> Given passage
○ ○ ○ ○ ○ ○ ○

On the Blindness of Instincts


Instincts are the internal poking and proddings to action we are wired with to secure our sense of safety. They are the little hunches, pokes, and prods that give us just enough information to jump into action without thinking at all. Our instincts have the tendency to be blind because we jump into action, without first looking at the eventual outcome.

A good example of a creature blinded by instincts is Pepé Le Pew, the “odor-able kitty” cartoon skunk character created by Warner Bros.  The episodes are all based on a Pepe’s skunk instincts to gain love and affection. However, his instincts blind him to the consequences of his actions. As a skunk, he is a rather wild creature operating out of the instinct to mate. He is so blinded by this instinct that he doesn’t even see that he is pursuing a completely different species, a domesticated creature at that, a lovely little lady cat.  Pepé Le Pew, also doesn’t recognize that he stinks, or that his flirtations with” his lady” cat will be eternally thwarted by hammer and fist, or that his impulse to act causes such short-sightedness that it prevents him from seeing the imminent cliff or the oncoming train.

Considering animals are probably living a little closer to the edge of survival on a moment by moment basis, they probably have to depend predominantly on their instincts to survive. Animals may not even be blessed with the genetic ability to reflect, judge, and contemplate consequences of impulsive behavior. However, it seems the closer we humans feel to the vulnerable side of survival, the more we revert to the blindness of instinctual behavior.

○ ○ ○ ○ ○ ○ ○

> Record set
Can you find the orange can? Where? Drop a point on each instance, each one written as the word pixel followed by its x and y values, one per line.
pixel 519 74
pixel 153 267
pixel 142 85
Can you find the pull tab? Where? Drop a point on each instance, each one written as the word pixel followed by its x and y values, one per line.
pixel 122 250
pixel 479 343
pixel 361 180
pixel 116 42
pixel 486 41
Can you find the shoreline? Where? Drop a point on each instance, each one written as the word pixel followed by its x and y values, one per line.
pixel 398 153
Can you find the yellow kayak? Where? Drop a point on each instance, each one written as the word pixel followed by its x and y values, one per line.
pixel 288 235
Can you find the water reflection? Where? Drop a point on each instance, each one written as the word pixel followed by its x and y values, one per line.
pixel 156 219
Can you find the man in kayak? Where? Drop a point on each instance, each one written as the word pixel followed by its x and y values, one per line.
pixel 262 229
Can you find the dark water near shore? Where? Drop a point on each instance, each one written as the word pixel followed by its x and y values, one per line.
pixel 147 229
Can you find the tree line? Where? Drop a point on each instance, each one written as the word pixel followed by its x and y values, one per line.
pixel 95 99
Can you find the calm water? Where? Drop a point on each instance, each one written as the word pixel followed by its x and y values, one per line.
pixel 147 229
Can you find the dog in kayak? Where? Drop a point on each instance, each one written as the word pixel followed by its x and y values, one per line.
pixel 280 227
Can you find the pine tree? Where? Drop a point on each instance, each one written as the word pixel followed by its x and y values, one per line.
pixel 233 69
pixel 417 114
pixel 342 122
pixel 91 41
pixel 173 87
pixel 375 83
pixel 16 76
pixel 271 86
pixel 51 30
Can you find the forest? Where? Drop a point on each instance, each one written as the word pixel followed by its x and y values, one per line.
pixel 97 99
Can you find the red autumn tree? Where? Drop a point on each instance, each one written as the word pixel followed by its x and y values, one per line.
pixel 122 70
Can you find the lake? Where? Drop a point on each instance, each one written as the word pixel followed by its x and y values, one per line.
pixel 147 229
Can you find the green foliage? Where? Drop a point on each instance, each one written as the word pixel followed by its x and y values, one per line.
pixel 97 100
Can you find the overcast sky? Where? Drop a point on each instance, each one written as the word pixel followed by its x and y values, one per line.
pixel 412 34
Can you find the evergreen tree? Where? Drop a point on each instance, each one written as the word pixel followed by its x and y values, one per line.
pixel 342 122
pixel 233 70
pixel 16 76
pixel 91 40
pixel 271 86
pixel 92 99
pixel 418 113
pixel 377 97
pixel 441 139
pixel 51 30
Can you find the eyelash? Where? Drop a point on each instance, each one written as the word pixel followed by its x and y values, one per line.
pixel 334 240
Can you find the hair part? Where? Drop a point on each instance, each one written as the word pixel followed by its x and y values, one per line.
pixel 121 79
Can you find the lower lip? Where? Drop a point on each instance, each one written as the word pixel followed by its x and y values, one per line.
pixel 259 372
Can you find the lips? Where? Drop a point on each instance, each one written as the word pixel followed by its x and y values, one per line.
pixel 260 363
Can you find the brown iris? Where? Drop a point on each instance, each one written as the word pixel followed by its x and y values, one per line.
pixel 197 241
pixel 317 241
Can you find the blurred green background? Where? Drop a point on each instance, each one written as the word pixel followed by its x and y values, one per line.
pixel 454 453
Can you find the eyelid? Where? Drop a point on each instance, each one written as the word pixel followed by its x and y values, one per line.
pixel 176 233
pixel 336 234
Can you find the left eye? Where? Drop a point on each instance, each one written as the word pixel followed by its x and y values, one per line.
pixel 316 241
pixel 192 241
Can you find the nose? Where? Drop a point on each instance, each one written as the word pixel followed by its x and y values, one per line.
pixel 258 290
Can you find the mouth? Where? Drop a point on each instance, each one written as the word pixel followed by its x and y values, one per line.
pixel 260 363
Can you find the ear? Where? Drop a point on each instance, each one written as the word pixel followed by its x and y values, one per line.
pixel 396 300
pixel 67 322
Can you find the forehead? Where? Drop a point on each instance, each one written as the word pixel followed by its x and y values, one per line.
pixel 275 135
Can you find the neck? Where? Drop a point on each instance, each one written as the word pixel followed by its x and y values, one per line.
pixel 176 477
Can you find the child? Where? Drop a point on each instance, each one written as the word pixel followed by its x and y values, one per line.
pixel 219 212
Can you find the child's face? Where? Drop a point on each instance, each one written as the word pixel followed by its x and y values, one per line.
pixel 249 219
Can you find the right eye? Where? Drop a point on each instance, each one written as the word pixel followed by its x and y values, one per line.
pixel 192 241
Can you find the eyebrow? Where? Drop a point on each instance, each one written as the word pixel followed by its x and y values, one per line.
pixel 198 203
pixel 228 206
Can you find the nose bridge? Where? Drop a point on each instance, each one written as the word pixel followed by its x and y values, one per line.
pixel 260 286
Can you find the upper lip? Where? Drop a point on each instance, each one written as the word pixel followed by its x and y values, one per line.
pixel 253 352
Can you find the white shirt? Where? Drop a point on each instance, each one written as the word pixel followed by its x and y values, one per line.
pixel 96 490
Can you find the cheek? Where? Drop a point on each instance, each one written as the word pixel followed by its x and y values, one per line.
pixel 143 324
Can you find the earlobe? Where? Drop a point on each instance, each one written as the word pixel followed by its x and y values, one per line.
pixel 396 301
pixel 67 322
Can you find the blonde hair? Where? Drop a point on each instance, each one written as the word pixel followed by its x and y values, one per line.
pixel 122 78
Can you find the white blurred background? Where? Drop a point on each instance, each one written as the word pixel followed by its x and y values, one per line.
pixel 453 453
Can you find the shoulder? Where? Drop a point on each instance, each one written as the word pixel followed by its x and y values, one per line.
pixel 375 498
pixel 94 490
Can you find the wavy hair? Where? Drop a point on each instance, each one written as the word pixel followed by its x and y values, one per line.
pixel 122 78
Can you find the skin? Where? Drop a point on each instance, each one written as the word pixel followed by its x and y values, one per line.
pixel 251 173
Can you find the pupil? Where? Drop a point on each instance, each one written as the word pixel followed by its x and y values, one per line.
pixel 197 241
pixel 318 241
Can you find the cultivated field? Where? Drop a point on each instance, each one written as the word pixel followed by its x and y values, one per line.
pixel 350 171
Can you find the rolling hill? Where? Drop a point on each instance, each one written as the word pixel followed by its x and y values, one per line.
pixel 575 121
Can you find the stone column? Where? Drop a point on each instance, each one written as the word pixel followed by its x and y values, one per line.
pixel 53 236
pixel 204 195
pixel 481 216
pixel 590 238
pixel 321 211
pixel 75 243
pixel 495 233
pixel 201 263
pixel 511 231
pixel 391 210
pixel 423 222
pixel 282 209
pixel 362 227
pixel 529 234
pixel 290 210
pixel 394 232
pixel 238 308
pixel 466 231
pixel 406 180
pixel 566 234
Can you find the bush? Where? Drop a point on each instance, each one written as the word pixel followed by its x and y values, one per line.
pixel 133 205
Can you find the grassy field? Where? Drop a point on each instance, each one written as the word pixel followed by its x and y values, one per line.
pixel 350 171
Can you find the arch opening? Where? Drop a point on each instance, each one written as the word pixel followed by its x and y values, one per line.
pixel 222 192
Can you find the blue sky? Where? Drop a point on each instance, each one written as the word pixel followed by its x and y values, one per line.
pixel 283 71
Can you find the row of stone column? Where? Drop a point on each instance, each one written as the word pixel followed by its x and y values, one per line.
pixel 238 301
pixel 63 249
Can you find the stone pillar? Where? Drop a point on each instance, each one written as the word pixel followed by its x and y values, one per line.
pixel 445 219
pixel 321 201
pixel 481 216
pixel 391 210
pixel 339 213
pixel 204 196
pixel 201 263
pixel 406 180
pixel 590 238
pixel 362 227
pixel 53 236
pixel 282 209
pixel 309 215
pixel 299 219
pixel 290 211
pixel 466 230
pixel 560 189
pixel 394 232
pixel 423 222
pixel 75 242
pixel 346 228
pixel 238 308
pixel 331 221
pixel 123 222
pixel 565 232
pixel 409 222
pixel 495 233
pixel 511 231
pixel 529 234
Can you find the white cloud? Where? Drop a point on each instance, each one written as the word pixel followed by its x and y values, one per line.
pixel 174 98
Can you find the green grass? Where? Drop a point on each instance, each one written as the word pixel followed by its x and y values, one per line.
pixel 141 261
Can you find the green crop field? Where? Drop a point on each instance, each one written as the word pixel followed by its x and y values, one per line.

○ ○ ○ ○ ○ ○ ○

> What is required
Transcribe the passage on the blindness of instincts word for word, from "Instincts are the" up to and including "the eventual outcome.".

> Reply to the task
Instincts are the internal poking and proddings to action we are wired with to secure our sense of safety. They are the little hunches, pokes, and prods that give us just enough information to jump into action without thinking at all. Our instincts have the tendency to be blind because we jump into action, without first looking at the eventual outcome.